(Annotation data for object locations)
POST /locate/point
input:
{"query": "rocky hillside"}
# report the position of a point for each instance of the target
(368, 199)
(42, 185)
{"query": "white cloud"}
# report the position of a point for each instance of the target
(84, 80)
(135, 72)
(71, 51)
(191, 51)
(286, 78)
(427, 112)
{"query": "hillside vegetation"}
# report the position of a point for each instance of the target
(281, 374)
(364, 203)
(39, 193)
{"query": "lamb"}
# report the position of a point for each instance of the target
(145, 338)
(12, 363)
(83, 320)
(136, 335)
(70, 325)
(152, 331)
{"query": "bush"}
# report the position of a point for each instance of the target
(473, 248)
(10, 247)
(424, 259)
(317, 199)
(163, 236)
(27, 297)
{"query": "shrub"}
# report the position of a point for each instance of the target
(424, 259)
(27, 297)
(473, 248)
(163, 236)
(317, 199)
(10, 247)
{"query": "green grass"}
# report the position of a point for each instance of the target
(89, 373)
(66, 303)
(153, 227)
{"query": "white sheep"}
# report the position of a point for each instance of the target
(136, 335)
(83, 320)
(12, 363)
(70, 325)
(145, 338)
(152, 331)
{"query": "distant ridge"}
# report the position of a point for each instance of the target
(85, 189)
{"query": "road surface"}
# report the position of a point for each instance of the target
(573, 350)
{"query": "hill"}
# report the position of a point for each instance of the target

What the exercise asks –
Reproduce all of the records above word for word, keeping every line unchanged.

Answer below –
POST /locate/point
input:
{"query": "rocky hillside"}
# report the position of a point for each instance of the target
(368, 199)
(42, 185)
{"query": "white cloud"}
# report the position of a point for each instance of the target
(84, 80)
(135, 72)
(71, 51)
(191, 51)
(286, 78)
(427, 112)
{"query": "hillside vegetation"}
# report the position of a point for each instance of the target
(281, 374)
(364, 203)
(39, 193)
{"query": "lamb"}
# report the position of a point for each instance of the target
(145, 338)
(12, 363)
(83, 320)
(136, 335)
(70, 325)
(152, 331)
{"query": "bush"}
# report the position of a point for each instance of the target
(473, 248)
(10, 247)
(424, 259)
(317, 199)
(163, 236)
(27, 297)
{"query": "shrub"}
# report the position of a point for each instance of the target
(424, 259)
(27, 297)
(473, 248)
(163, 236)
(317, 199)
(10, 247)
{"query": "green grass"}
# report the position of a point for each instance of the target
(89, 373)
(66, 303)
(153, 227)
{"query": "white sheep"}
# report the position of a point for each instance of the target
(136, 335)
(83, 320)
(12, 363)
(70, 325)
(145, 338)
(152, 331)
{"query": "distant ridge"}
# report the position of a point for each instance of the target
(85, 189)
{"query": "road surface"}
# report the position of a point for each instance of the target
(573, 350)
{"query": "hill"}
# report the position of a point for each instance of the target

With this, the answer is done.